* [Provided text]
----

The application-specified TVP max column length can impact performance significantly, and in some cases dramatically, as illustrated by the performance tests shown earlier. SQL Server prepares to receive TVP data up to the max length specified by the client application rather than the defined size of the target table type column. When the specified max length of variable length columns exceed the 8000 byte tipping point, SQL Server uses a different code path to allow for large object (LOB) values up to 2GB. Unless the table type actually contains LOB values (varchar(MAX), nvarchar(MAX)), database server resources are wasted unnecessarily when an inappropriate max column length is specified.

LOB values are especially problematic when a trace captures the RPC completed event of a TVP query. Tracing uses memory from the OBJECTSTORE_LBSS memory pool to build trace records that contain TVP LOB values. From my observations of the sys.dm_os_memory_clerks DMV, each LOB cell of a TVP requires about 8K during tracing regardless of the actual value length. This memory adds up very quickly when many rows and lob columns are passed via a TVP with a trace running. For example, the 10,000 row TVP with 10 LOB columns used in the earlier test required over 800MB memory for a single trace record. Consider that a large number of TVP LOB cells and/or concurrent TVP queries can cause queries to fail with insufficient memory errors. In extreme cases, the entire instance can become unstable and even crash under due to tracing of TVP queries.

Specifying Proper TVP Parameter Column Meta-Data
A SQL Server development best practice has long been to use strongly-typed parameters with attention to detail regarding the parameter data type and length such that it is consistent with the types on the server. This practice improves performance by avoiding implicit data type conversions, promotes sargable expressions, avoids unnecessary procedure cache bloat, and inherently validates data for proper typing on the client before it is sent to the database server. With scalar parameters, one need only specify the correct SqlDbType along with the proper length, precision/scale (avoiding AddWithValue method to add parameters) and all is well in the world.

TVP parameters require additional column meta-data not applicable to scalar parameters. The parameter data type of a TVP in .NET is always SqlDbType.Structured. The additional TVP column meta-data is inferred from the supplied parameter value, which may be a DbDataReader, IEnumerable, or DataTable object. These objects inherently contain column meta-data and methods enumerate rows, which the SqlClient API uses to send the TVP to SQL Server.

----

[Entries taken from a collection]
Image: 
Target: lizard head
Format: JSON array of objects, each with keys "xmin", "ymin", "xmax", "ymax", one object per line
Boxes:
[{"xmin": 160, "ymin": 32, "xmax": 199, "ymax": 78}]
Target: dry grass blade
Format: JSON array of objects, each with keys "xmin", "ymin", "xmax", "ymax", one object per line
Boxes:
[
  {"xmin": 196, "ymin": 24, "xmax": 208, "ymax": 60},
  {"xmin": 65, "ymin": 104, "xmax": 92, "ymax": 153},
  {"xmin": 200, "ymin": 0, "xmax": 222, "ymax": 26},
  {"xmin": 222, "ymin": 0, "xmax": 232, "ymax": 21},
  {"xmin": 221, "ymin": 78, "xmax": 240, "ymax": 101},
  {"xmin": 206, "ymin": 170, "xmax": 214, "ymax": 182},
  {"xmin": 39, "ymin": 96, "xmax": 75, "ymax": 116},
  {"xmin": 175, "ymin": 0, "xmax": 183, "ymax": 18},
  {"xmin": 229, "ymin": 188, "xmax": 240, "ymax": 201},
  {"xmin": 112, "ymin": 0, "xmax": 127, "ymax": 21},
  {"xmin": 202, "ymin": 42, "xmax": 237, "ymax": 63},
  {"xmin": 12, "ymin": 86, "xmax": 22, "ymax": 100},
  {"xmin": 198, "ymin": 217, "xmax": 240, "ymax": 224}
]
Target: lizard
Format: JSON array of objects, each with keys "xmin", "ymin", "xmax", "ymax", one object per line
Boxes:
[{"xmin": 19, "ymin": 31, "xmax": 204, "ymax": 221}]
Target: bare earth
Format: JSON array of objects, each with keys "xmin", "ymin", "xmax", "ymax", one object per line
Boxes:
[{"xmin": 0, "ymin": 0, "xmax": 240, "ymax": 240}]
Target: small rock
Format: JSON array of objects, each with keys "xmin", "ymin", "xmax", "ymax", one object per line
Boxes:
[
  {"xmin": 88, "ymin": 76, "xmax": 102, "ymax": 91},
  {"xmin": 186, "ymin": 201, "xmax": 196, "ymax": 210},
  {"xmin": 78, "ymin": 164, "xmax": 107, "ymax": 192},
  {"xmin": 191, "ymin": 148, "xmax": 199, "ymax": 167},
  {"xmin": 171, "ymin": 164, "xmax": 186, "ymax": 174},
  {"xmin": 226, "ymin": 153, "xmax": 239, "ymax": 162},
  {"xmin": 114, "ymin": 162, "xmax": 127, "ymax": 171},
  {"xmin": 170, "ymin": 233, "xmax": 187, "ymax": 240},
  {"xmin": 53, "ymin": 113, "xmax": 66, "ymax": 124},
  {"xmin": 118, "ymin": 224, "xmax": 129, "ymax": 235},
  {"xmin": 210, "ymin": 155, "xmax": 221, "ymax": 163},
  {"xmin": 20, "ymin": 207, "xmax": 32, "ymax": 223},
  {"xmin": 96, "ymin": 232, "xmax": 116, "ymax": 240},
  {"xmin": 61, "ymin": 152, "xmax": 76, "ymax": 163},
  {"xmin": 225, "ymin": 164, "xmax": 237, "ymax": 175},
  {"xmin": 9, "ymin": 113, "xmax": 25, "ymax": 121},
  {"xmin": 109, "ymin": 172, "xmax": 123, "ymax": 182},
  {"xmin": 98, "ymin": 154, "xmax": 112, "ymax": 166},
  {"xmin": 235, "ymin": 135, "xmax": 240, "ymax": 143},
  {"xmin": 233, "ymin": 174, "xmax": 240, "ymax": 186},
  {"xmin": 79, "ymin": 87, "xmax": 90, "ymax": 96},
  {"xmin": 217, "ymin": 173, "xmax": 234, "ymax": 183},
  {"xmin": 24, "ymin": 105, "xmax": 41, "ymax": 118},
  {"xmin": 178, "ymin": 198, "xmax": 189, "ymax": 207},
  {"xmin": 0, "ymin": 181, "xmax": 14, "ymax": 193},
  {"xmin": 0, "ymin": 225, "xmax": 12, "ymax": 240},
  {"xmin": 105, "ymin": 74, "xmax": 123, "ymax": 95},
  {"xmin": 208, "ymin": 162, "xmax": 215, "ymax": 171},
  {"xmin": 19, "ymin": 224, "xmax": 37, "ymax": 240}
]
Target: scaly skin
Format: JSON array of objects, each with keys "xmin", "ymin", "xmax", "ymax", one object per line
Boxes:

----

Please copy the text on table-valued parameters word for word, starting at the words "LOB values are" and ending after "of TVP queries.".

* [Task result]
LOB values are especially problematic when a trace captures the RPC completed event of a TVP query. Tracing uses memory from the OBJECTSTORE_LBSS memory pool to build trace records that contain TVP LOB values. From my observations of the sys.dm_os_memory_clerks DMV, each LOB cell of a TVP requires about 8K during tracing regardless of the actual value length. This memory adds up very quickly when many rows and lob columns are passed via a TVP with a trace running. For example, the 10,000 row TVP with 10 LOB columns used in the earlier test required over 800MB memory for a single trace record. Consider that a large number of TVP LOB cells and/or concurrent TVP queries can cause queries to fail with insufficient memory errors. In extreme cases, the entire instance can become unstable and even crash under due to tracing of TVP queries.